AIM — Reproduce exactly the final portion of the data: every line from the one containing "Locate every instance of the pale" through the last line, inclusive.

SOURCE DATA —
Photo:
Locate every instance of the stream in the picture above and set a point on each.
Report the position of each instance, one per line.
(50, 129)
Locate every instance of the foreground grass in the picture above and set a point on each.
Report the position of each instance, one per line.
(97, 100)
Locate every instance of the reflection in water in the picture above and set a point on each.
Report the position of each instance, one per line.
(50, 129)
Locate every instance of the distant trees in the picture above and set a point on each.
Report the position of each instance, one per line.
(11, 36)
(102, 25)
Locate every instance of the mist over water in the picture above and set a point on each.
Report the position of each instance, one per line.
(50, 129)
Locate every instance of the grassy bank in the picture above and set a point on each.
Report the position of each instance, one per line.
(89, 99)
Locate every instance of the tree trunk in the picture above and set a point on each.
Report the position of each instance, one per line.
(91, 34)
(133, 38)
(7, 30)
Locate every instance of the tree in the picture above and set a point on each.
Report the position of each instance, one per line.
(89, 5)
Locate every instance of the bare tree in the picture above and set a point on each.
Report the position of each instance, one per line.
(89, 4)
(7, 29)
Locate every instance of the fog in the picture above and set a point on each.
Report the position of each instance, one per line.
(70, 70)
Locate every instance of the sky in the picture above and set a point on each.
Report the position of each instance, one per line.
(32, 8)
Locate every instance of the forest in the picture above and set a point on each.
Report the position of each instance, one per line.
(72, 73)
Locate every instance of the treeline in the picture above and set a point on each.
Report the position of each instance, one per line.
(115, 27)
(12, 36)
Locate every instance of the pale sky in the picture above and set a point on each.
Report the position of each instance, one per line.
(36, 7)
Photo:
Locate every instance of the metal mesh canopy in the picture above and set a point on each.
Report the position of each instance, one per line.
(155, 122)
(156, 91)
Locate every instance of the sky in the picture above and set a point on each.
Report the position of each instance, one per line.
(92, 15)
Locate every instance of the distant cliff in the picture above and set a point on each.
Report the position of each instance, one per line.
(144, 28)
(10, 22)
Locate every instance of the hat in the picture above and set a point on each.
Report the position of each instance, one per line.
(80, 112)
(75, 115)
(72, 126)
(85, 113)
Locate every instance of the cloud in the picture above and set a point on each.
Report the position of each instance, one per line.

RESPONSE TO THE EXERCISE —
Locate every instance of the pale sky in the picture above and set a point on each.
Report the position of each instance, one per line.
(36, 7)
Photo:
Locate every instance of the metal mesh canopy in the picture above and set a point on each.
Report the position of each instance, one per line.
(155, 122)
(156, 91)
Locate every instance of the sky in the picture above and set a point on each.
Report the position of each instance, one per line.
(92, 15)
Locate every instance of the distant cliff in the picture above and set a point on each.
Report the position of each instance, one per line.
(144, 28)
(10, 22)
Locate every instance of the hat in the picture above and set a point on each.
Report the position of each instance, one per line.
(80, 112)
(75, 115)
(72, 126)
(85, 113)
Locate every instance of the cloud in the picture above and set a point on each.
Report the position of each instance, one per line.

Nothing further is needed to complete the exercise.